# INSTRUCTION:
Rewrite all of the following rows, substituting "occurrence" for every "instance" and keeping everything else the same.

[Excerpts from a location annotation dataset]
▼▼▼

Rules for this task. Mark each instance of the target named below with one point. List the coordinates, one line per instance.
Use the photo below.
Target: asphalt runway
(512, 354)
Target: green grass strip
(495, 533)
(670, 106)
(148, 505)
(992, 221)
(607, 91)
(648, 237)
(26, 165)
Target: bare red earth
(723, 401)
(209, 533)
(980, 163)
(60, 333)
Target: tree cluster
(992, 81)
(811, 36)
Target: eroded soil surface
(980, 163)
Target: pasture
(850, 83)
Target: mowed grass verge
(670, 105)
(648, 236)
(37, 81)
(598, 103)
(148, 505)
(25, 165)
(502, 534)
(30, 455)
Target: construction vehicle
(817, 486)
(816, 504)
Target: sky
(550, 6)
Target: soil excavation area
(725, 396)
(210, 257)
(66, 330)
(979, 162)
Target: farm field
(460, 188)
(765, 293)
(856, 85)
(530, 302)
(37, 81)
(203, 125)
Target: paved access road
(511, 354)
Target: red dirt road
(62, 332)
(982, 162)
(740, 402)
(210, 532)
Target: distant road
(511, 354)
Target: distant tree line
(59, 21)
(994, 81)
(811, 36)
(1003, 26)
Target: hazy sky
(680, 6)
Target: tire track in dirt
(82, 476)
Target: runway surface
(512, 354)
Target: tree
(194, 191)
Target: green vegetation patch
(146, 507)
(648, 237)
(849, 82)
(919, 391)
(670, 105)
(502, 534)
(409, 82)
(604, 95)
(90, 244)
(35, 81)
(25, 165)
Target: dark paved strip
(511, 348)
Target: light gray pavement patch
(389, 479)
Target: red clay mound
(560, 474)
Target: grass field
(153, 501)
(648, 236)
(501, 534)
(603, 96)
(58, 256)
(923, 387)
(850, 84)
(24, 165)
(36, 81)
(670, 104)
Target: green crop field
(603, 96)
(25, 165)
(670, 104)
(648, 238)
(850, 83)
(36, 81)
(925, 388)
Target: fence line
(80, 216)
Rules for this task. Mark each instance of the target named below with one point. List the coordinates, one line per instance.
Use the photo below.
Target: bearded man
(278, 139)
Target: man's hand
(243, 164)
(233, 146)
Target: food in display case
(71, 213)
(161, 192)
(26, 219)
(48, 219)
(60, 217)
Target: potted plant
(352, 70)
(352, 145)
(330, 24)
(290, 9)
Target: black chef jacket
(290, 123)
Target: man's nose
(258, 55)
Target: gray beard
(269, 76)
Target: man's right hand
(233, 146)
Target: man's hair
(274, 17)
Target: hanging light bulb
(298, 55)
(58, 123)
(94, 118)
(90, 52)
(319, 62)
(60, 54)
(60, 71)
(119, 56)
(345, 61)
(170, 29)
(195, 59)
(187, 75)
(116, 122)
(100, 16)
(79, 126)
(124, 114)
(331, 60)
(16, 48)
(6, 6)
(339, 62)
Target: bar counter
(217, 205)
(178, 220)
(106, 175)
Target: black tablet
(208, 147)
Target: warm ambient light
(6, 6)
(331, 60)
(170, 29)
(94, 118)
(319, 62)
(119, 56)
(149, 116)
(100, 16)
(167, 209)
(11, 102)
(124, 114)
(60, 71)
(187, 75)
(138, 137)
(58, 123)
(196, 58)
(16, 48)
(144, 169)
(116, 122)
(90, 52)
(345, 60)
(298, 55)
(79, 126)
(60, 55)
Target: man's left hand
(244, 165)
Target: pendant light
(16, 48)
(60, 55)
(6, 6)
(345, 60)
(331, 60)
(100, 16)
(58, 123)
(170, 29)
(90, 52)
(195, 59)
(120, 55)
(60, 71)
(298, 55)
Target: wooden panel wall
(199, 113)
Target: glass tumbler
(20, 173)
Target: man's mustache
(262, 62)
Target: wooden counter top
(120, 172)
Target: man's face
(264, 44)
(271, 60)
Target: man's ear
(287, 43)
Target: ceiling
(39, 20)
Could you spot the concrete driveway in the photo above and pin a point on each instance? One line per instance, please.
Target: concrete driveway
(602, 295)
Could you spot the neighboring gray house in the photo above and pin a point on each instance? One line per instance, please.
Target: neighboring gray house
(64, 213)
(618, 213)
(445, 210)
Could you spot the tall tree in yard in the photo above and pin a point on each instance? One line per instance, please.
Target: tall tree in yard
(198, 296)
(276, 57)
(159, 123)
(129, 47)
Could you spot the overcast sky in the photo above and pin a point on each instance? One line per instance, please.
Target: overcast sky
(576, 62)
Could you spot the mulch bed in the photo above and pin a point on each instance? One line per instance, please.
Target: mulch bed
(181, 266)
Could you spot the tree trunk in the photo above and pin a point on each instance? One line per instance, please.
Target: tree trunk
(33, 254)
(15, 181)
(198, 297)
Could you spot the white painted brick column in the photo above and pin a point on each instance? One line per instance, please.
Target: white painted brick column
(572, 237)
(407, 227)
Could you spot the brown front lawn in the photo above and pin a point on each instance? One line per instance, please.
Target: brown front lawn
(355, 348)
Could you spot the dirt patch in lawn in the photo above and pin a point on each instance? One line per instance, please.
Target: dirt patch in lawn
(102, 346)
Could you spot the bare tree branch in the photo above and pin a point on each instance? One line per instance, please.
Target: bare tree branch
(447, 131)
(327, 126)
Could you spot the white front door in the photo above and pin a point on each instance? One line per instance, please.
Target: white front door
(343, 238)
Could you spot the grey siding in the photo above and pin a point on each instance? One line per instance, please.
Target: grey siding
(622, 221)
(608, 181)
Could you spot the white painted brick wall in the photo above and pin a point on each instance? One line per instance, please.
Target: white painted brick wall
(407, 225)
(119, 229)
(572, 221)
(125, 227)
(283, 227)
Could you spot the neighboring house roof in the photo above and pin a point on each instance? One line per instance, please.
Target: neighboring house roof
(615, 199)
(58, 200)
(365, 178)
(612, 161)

▲▲▲

# FULL RESPONSE:
Rules for this task. Mark each occurrence of the target named below with one point. List the coordinates, one line per occurrence.
Use the photo below.
Target: asphalt runway
(512, 354)
Target: green grass strip
(495, 533)
(670, 106)
(148, 505)
(992, 221)
(607, 91)
(648, 237)
(26, 165)
Target: bare red earth
(723, 401)
(209, 533)
(980, 163)
(60, 333)
Target: tree cluster
(992, 81)
(811, 36)
Target: eroded soil surface
(980, 163)
Target: pasture
(850, 83)
Target: mowed grass verge
(670, 105)
(648, 236)
(37, 81)
(598, 103)
(148, 505)
(25, 165)
(502, 534)
(30, 455)
Target: construction vehicle
(817, 486)
(816, 504)
Target: sky
(550, 6)
Target: soil excavation area
(725, 396)
(210, 257)
(66, 330)
(979, 162)
Target: farm field
(460, 188)
(765, 293)
(856, 85)
(530, 302)
(37, 81)
(203, 125)
Target: paved access road
(511, 354)
Target: red dirt road
(62, 332)
(982, 162)
(740, 402)
(210, 532)
Target: distant road
(511, 354)
Target: distant tree line
(59, 21)
(994, 81)
(811, 36)
(1003, 26)
Target: hazy sky
(680, 6)
Target: tire track in dirt
(82, 476)
Target: runway surface
(512, 354)
Target: tree
(194, 191)
Target: green vegetation patch
(146, 507)
(648, 237)
(849, 82)
(919, 391)
(670, 105)
(502, 534)
(409, 82)
(604, 95)
(90, 244)
(35, 81)
(25, 165)
Target: dark paved strip
(511, 348)
Target: light gray pavement patch
(389, 479)
Target: red clay mound
(560, 474)
Target: grass field
(153, 501)
(648, 236)
(501, 534)
(603, 96)
(58, 256)
(923, 387)
(850, 84)
(24, 165)
(36, 81)
(670, 104)
Target: green crop field
(603, 96)
(25, 165)
(670, 104)
(648, 238)
(850, 83)
(36, 81)
(925, 388)
Target: fence line
(80, 216)
Rules for this task. Mark each occurrence of the target named below with one point. List the coordinates, one line per occurrence.
Use the photo below.
Target: bearded man
(278, 139)
Target: man's hand
(243, 164)
(233, 146)
Target: food in display case
(71, 213)
(161, 192)
(26, 219)
(48, 219)
(60, 217)
Target: potted plant
(352, 70)
(352, 145)
(330, 24)
(290, 9)
Target: black chef jacket
(290, 123)
Target: man's nose
(258, 55)
Target: gray beard
(269, 76)
Target: man's right hand
(233, 146)
Target: man's hair
(274, 17)
Target: hanging light bulb
(298, 55)
(58, 123)
(94, 118)
(90, 52)
(319, 62)
(60, 54)
(60, 71)
(119, 56)
(345, 61)
(170, 29)
(195, 59)
(187, 75)
(116, 122)
(100, 16)
(79, 126)
(124, 114)
(331, 60)
(16, 48)
(6, 6)
(339, 62)
Target: bar counter
(217, 205)
(178, 220)
(106, 175)
Target: black tablet
(208, 147)
Target: warm ambient light
(6, 6)
(331, 60)
(170, 29)
(94, 118)
(319, 62)
(119, 56)
(149, 116)
(100, 16)
(167, 209)
(11, 102)
(124, 114)
(60, 71)
(187, 75)
(138, 137)
(58, 123)
(196, 58)
(16, 48)
(144, 169)
(116, 122)
(90, 52)
(345, 60)
(298, 55)
(79, 126)
(60, 55)
Target: man's left hand
(244, 165)
Target: pendant light
(16, 48)
(60, 55)
(6, 6)
(345, 60)
(331, 60)
(100, 16)
(58, 123)
(170, 29)
(90, 52)
(195, 59)
(120, 55)
(60, 71)
(298, 55)
Target: wooden panel wall
(199, 113)
Target: glass tumbler
(20, 173)
Target: man's mustache
(262, 62)
Target: wooden counter top
(120, 172)
Target: man's face
(264, 44)
(271, 60)
Target: man's ear
(287, 43)
Target: ceiling
(39, 20)
Could you spot the concrete driveway in the photo above and pin a point on each occurrence? One line per occurrence, please.
Target: concrete driveway
(602, 295)
Could you spot the neighboring gray house in the photo above and pin a point on each occurrence? One line per occurrence, please.
Target: neighboring gray house
(64, 213)
(618, 213)
(445, 210)
Could you spot the tall tree in yard in the photo above and pin a point on each occurrence? One line per occurrence, please.
Target: tall tree in yard
(198, 296)
(276, 57)
(159, 123)
(129, 47)
Could you spot the overcast sky in the photo above and pin a point on each occurrence? One line per occurrence, please.
Target: overcast sky
(576, 62)
Could you spot the mulch bed in the photo above and pin a point on each occurrence? One line per occurrence, please.
Target: mulch bed
(181, 266)
Could you spot the tree trunk in the photo above and pin a point on each occurrence? One line per occurrence, please.
Target: tree trunk
(33, 254)
(15, 181)
(198, 297)
Could you spot the white painted brick column in the photo above and pin a point on each occurrence? One line per occurrence, please.
Target: white painted brick column
(572, 237)
(407, 227)
Could you spot the brown front lawn in the photo above and pin a point on each occurrence? One line per occurrence, please.
Target: brown front lawn
(355, 348)
Could you spot the dirt patch in lawn in the photo above and pin a point on each occurrence? One line per occurrence, please.
Target: dirt patch in lawn
(102, 346)
Could you spot the bare tree branch in the photo above and pin a point on each occurrence? One line per occurrence, please.
Target: bare tree branch
(447, 131)
(327, 126)
Could you spot the white front door in the photo above and pin a point on each occurrence? One line per occurrence, please.
Target: white front door
(343, 238)
Could you spot the grey siding in the photo above and pin a point on each occurrence? One line per occurrence, please.
Target: grey siding
(622, 221)
(608, 181)
Could you spot the white painted brick wall in the photo above and pin a point on each occurrence? One line per occurrence, please.
Target: white painted brick wall
(407, 225)
(119, 229)
(572, 221)
(125, 227)
(283, 227)
Could you spot the neighboring house roof in the photo above and pin a point on each occurrence? One line per occurrence, please.
Target: neighboring house roof
(615, 199)
(58, 200)
(365, 178)
(612, 161)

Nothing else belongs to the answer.